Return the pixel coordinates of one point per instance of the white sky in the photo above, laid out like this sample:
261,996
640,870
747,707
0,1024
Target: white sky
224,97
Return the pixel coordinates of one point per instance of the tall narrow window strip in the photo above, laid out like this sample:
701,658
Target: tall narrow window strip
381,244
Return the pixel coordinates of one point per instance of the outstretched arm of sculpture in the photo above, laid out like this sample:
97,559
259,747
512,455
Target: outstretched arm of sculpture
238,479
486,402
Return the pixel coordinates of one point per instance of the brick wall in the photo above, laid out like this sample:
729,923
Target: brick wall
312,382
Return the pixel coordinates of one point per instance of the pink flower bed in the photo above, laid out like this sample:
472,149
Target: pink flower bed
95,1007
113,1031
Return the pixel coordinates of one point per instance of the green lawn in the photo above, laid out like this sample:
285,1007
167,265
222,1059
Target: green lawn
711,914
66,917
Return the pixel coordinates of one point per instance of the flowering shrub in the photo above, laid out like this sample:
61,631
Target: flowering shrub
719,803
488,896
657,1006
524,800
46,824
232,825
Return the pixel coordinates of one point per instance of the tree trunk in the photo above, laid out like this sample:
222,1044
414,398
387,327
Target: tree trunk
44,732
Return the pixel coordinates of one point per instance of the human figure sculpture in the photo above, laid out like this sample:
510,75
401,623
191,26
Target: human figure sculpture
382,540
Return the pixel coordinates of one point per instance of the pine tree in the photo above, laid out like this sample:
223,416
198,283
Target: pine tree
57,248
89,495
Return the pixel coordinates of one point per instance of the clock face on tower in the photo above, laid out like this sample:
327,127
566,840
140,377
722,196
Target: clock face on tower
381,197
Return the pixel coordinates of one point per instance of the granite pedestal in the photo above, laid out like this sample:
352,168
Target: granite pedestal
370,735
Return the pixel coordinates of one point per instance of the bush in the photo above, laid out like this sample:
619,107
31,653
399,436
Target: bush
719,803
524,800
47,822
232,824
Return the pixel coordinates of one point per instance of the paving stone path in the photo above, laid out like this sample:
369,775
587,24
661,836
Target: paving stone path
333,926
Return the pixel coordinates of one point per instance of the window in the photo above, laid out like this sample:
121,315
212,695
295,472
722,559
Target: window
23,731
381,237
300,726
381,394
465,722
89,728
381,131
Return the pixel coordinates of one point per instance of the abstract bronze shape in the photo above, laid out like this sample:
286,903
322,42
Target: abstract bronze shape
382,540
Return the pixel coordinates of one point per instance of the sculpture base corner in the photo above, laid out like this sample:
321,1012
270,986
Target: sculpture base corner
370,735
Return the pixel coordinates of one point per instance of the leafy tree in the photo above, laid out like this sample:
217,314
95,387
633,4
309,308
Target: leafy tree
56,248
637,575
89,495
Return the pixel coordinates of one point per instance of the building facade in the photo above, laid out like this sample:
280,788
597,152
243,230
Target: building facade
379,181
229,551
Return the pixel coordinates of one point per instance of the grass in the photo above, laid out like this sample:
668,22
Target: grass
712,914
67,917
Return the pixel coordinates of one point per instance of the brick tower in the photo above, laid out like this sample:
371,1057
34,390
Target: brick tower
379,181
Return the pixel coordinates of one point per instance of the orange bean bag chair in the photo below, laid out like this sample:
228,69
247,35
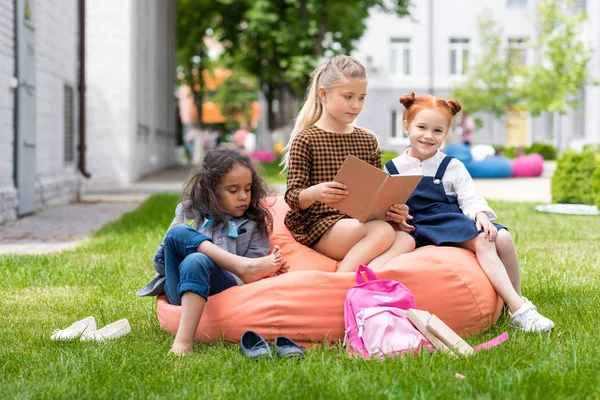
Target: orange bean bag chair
307,304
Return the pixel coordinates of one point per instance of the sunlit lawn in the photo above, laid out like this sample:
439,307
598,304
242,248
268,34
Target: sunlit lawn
560,268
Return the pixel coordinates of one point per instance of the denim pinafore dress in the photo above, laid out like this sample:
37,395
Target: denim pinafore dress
437,218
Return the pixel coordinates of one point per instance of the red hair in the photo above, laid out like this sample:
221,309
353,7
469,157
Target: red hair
414,104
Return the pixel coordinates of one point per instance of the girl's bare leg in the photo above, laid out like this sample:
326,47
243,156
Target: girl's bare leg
355,243
486,254
508,254
404,243
247,269
192,306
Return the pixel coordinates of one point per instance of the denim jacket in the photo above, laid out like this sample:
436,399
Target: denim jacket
249,243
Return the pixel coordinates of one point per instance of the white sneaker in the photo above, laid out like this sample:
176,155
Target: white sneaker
110,331
76,330
528,319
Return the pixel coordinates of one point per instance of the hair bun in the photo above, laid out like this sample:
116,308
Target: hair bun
407,100
454,106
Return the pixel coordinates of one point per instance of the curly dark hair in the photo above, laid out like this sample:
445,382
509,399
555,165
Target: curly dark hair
201,189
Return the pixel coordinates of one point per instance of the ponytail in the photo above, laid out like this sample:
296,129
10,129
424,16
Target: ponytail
328,76
309,114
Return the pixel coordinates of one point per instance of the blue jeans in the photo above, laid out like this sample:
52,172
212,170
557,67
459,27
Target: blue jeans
187,270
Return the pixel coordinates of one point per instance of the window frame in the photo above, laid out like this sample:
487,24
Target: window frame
460,46
402,48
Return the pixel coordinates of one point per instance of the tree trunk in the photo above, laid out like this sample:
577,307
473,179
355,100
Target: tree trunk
289,101
269,96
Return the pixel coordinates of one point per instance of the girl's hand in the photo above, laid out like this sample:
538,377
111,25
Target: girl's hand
283,269
489,229
328,192
399,214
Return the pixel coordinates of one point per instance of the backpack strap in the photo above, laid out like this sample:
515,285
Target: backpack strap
442,168
391,167
368,273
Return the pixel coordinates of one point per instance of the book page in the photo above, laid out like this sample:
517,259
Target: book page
396,190
363,182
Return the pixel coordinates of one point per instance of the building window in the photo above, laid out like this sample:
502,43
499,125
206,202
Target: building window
459,56
398,136
517,51
579,116
517,3
400,57
68,123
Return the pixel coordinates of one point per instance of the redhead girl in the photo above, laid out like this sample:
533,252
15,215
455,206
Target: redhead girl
446,209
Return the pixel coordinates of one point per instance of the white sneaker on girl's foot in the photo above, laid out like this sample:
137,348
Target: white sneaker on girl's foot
75,330
110,331
528,319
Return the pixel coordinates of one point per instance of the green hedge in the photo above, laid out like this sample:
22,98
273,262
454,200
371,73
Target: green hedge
573,180
596,180
545,150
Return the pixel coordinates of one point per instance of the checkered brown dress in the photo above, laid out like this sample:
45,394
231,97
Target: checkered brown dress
315,157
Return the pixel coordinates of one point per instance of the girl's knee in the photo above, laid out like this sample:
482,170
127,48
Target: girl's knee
383,231
197,264
504,239
177,231
406,240
481,243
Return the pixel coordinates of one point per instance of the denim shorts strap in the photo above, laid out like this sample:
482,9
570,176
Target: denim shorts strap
442,168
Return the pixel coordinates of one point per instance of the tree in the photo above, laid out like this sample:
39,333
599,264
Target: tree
236,96
554,82
496,84
196,23
281,41
490,80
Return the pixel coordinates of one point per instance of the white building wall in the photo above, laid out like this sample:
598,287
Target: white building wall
130,84
56,58
8,194
109,117
431,25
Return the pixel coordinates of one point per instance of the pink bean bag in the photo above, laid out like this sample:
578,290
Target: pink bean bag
307,304
528,166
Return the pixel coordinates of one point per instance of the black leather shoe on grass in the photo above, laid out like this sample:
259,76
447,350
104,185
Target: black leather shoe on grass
286,347
254,346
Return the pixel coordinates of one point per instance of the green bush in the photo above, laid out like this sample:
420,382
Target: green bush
596,180
545,150
572,182
595,147
387,155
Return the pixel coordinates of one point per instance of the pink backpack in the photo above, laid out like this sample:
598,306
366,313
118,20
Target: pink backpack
375,318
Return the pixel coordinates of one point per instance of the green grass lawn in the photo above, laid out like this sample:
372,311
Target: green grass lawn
560,265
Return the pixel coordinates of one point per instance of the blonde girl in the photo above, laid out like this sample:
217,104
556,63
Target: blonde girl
322,138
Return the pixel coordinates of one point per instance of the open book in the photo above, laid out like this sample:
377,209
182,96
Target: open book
371,191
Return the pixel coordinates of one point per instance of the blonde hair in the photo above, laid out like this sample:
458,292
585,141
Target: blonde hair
328,76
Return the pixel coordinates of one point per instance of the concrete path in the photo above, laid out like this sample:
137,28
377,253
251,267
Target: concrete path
66,227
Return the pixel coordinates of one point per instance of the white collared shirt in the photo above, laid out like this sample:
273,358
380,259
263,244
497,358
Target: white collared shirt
457,181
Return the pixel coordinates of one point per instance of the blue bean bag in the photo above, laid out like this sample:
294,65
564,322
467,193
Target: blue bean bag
491,167
460,151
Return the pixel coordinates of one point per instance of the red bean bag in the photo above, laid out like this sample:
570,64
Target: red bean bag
528,166
307,304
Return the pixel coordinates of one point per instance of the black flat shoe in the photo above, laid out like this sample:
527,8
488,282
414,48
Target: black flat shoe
254,346
286,347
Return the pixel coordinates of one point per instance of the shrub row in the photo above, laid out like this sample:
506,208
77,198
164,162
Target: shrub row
577,178
545,150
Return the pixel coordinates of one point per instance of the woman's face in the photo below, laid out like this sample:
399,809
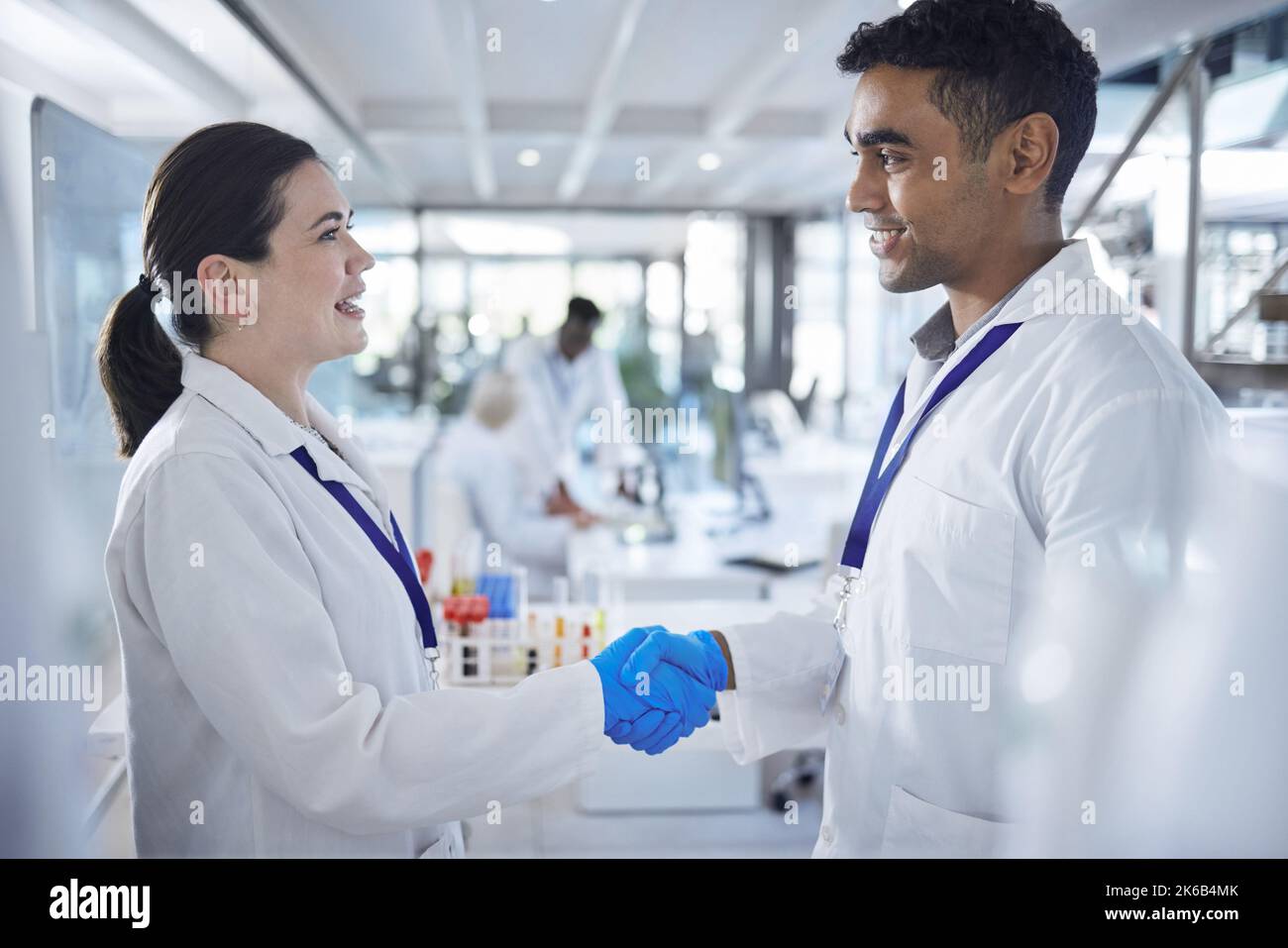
■ ■ ■ ■
## YOUR OBJECTIVE
Your job is to restate, word for word, only the lines from the one holding "the blonde hair" through the end of the material; pictures stay out.

## REPLY
Return the pixel coordinates of one point per instance of the blonde hair in the photo above, laid out like this sample:
458,292
585,141
Target: blonde hair
328,76
Return the pixel coordinates of one point per instance of the concrete path in the photo above, laid out like this sample:
137,28
377,253
251,267
Target: concrete path
66,227
Return the pixel coordinates of one point per instance of the white collared shirt in the photo above, laid out like this sample:
273,358
380,259
263,244
497,358
Target: white collared shirt
457,181
Return the pixel coordinates of one point per instance of the blue bean bag in the photo above, laid out like this sample:
294,65
564,322
467,193
Target: blue bean bag
491,167
460,151
Return the pixel coordinates of one point per instance of the red bean bag in the photo above, laid out like this sample:
570,64
Target: red bean bag
528,166
307,304
Return the pixel coordinates of one point per instance of the black flat shoe in the photo above, laid out like this sample:
527,8
488,282
414,48
Target: black flat shoe
254,346
286,347
Return the pixel coordinates of one point per instance of the shrub row in the photo above, laid out like this sample:
506,208
77,198
164,162
Target: shrub row
577,178
545,150
Return the pixel coordinates of one point per instance of the woman's face in the photo below, laid out like this sample:
399,809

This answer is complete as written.